Exercise goal:
Please rewrite the listing below with every "wooden plank" changed to "wooden board" and everything else unchanged, leaving out the pictures.

____________

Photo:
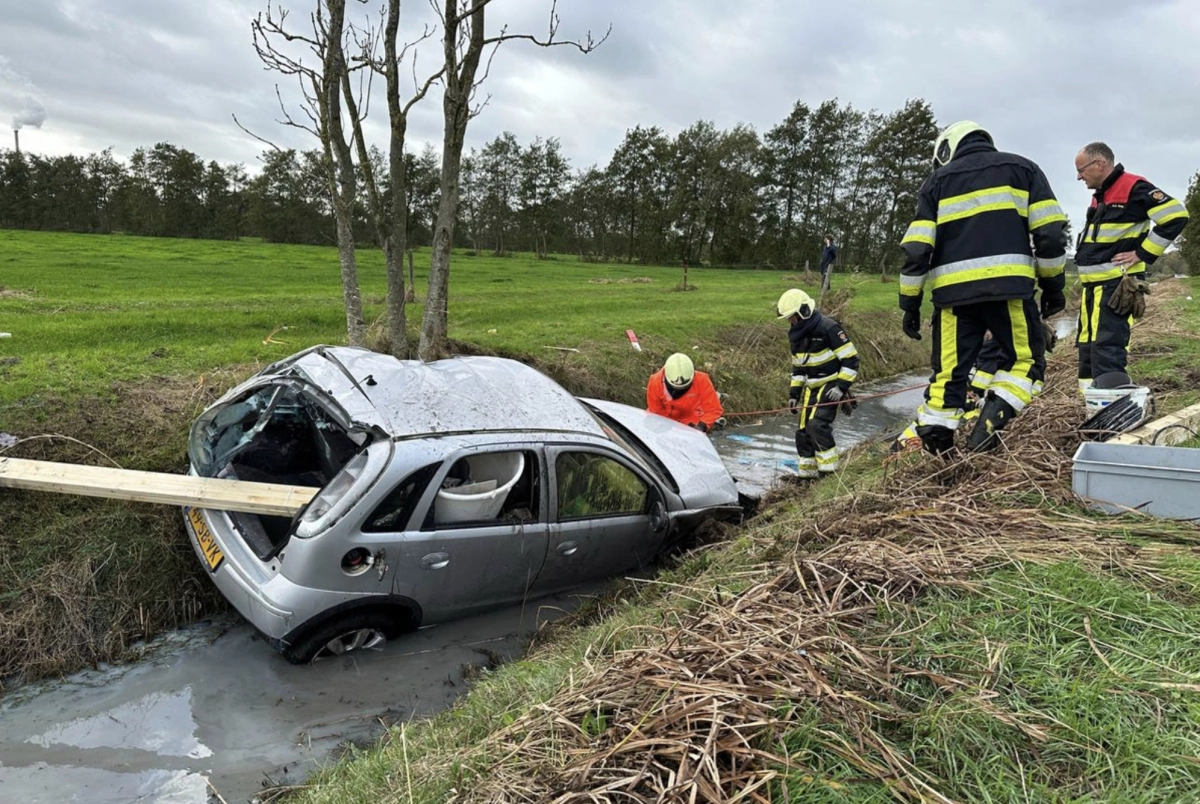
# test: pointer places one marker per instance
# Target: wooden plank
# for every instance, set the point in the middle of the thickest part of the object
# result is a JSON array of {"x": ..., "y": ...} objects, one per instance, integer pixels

____________

Correct response:
Photo:
# test: pointer places one marker per instance
# Target: wooden board
# for every instance, set the point in the middle of the thickest part of the object
# result is a JSON array of {"x": ..., "y": ...} objects, one per instance, integer pixels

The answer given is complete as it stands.